Problem details
Copy all lines below exactly as written. Leave pictures out.
begin
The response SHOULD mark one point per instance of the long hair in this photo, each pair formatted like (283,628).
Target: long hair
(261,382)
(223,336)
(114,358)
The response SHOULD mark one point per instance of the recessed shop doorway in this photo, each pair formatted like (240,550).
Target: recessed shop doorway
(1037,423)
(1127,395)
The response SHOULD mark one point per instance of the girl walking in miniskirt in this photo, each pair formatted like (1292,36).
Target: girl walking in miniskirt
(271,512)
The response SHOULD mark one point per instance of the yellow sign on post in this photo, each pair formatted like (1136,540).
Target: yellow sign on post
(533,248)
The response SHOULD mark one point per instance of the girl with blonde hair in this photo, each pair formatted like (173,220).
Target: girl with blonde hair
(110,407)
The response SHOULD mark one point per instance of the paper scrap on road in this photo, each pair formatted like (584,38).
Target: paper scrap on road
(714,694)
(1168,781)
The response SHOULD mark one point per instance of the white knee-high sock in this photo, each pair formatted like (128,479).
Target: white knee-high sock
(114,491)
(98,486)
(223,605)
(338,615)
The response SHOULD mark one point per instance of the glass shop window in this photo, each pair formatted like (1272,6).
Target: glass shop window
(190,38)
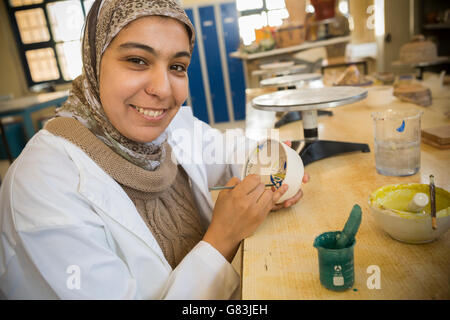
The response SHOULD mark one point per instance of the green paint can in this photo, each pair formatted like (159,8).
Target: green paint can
(336,266)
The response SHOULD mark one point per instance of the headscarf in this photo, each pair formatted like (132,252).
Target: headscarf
(104,21)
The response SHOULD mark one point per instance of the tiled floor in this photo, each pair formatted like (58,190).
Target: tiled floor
(4,164)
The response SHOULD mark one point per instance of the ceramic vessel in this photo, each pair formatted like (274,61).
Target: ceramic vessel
(388,206)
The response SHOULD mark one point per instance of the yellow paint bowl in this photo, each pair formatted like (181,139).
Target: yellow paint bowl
(389,206)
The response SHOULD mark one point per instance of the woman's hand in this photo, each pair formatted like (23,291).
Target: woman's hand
(291,201)
(238,212)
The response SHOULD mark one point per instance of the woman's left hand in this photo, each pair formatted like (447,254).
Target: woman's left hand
(291,201)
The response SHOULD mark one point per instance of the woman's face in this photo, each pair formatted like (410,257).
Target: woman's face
(143,76)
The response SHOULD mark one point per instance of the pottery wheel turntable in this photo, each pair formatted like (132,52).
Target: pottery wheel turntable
(308,101)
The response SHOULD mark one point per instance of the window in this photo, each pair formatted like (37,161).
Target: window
(255,14)
(48,34)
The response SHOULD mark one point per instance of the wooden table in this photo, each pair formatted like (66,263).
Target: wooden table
(25,106)
(279,260)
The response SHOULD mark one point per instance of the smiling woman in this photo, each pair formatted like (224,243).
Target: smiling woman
(104,203)
(143,80)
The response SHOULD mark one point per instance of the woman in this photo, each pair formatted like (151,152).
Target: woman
(95,208)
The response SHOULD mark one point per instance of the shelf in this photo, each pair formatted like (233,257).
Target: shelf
(303,46)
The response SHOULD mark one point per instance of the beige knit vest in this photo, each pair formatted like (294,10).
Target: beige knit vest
(162,197)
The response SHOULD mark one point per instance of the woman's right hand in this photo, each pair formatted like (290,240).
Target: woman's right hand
(238,212)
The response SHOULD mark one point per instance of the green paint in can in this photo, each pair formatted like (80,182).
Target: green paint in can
(335,265)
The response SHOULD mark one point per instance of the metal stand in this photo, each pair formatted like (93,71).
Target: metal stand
(308,101)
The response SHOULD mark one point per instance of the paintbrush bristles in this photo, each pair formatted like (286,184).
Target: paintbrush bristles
(231,187)
(433,202)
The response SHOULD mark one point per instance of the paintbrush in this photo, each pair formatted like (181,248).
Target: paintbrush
(231,187)
(433,202)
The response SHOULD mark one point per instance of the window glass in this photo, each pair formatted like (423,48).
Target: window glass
(275,4)
(32,26)
(42,64)
(69,56)
(248,24)
(17,3)
(66,20)
(249,5)
(275,17)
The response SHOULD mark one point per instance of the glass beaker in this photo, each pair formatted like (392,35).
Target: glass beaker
(397,141)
end
Full response
The response SHOULD mark one point per instance of the long hair in this photo, each pair formatted like (283,628).
Target: long hair
(261,382)
(223,336)
(114,358)
The response SHOULD mark one point per instance of the recessed shop doorway in this photo, each pair formatted like (240,550).
Target: recessed shop doorway
(1037,423)
(1127,395)
The response SHOULD mark one point per instance of the girl walking in miniskirt in this photo, each pair formatted like (1292,36).
Target: girl walking in miniskirt
(271,512)
The response SHOULD mark one point per instance of the yellow sign on post in this photo, each pair formatted like (1136,540).
Target: yellow sign on post
(533,248)
The response SHOULD mark one point per instance of the girl with blonde hair in this photo, each pair formatted like (173,220).
Target: girl with blonde hair
(110,407)
The response SHOULD mark one point per instance of the paper scrap on road in this photo, each pair formatted like (584,38).
Target: paper scrap on road
(714,694)
(1168,781)
The response SHOULD mark one point per instance of the white knee-high sock in this photo, each pair formatted like (128,479).
Target: white knee-high sock
(114,491)
(98,486)
(223,605)
(338,615)
The response SHOULD mark one point per instance of the glass shop window in this photo, each pair formatted like (1272,6).
Target: glass shop window
(190,38)
The response SHOULD mark one point per instance of the green paint can in this photo, each pair formatted like (159,8).
Target: green paint can
(336,266)
The response SHOULD mark one point per instance of the headscarf in this photo, each pair formatted like (132,252).
Target: headscarf
(104,21)
The response SHOULD mark one point per instance of the tiled floor in this photo, each pair formatted like (58,190).
Target: tiled floor
(4,164)
The response SHOULD mark one point per instance of the ceramic vessel in this photo, each pair formatted like (274,61).
Target: ceramic vessel
(388,206)
The response SHOULD mark one point per instance of the yellow paint bowl in this photo, each pair formatted like (181,139).
Target: yellow paint bowl
(389,206)
The response SHOULD mark one point per instance of the woman's hand in this photo, each pair formatted like (23,291).
Target: woman's hand
(291,201)
(238,212)
The response SHOULD mark one point per instance of the woman's left hand in this photo, each pair formatted like (447,254).
Target: woman's left hand
(291,201)
The response SHOULD mark one point per instance of the woman's face in this photo, each pair formatted like (410,257).
Target: woman's face
(143,76)
The response SHOULD mark one point per instance of the pottery wheel turntable in this photo, each pair formatted like (132,52).
Target: pottery wheel turntable
(308,101)
The response SHOULD mark one point per instance of the window in this photo, each pair formatted like (37,161).
Target: window
(255,14)
(48,34)
The response SHOULD mark one point per instance of the wooden table in this photo, each pair formatted like (66,263).
Target: wooden table
(25,106)
(279,260)
The response SHOULD mark one point per instance of the smiling woman in this photo, each pair formatted like (224,243).
Target: smiling woman
(104,203)
(143,80)
The response SHOULD mark one point per instance of the woman in this photo, each pair formatted like (151,152).
Target: woman
(95,208)
The response SHOULD mark one point per instance of the shelf in this photo, each pair formatted like (233,257).
Target: shelf
(303,46)
The response SHOULD mark one point per instance of the beige knit vest in this photo, each pair formatted like (294,10).
Target: beige knit vest
(162,197)
The response SHOULD mark one point per instance of the woman's right hand in this photo, each pair formatted like (290,240).
Target: woman's right hand
(238,212)
The response SHOULD mark one point per instance of the green paint in can in this photo, each pair formatted like (80,182).
Target: green paint in can
(335,265)
The response SHOULD mark one point per instance of the metal stand in this photo, each pair formatted like (93,71).
Target: metal stand
(308,101)
The response SHOULD mark one point per instance of the paintbrush bristles in this photo, each pair formatted like (286,184).
Target: paintbrush bristles
(231,187)
(433,202)
The response SHOULD mark one point per instance of the paintbrush in this photo, each pair formatted like (181,248).
Target: paintbrush
(231,187)
(433,202)
The response SHOULD mark one point per instance of the window glass in this photo, each pair formatted like (423,48).
Target: window glass
(275,4)
(32,26)
(42,64)
(69,56)
(248,24)
(17,3)
(66,20)
(249,5)
(275,17)
The response SHOULD mark one point per instance of the glass beaker in this photo, each pair formatted like (392,35).
Target: glass beaker
(397,141)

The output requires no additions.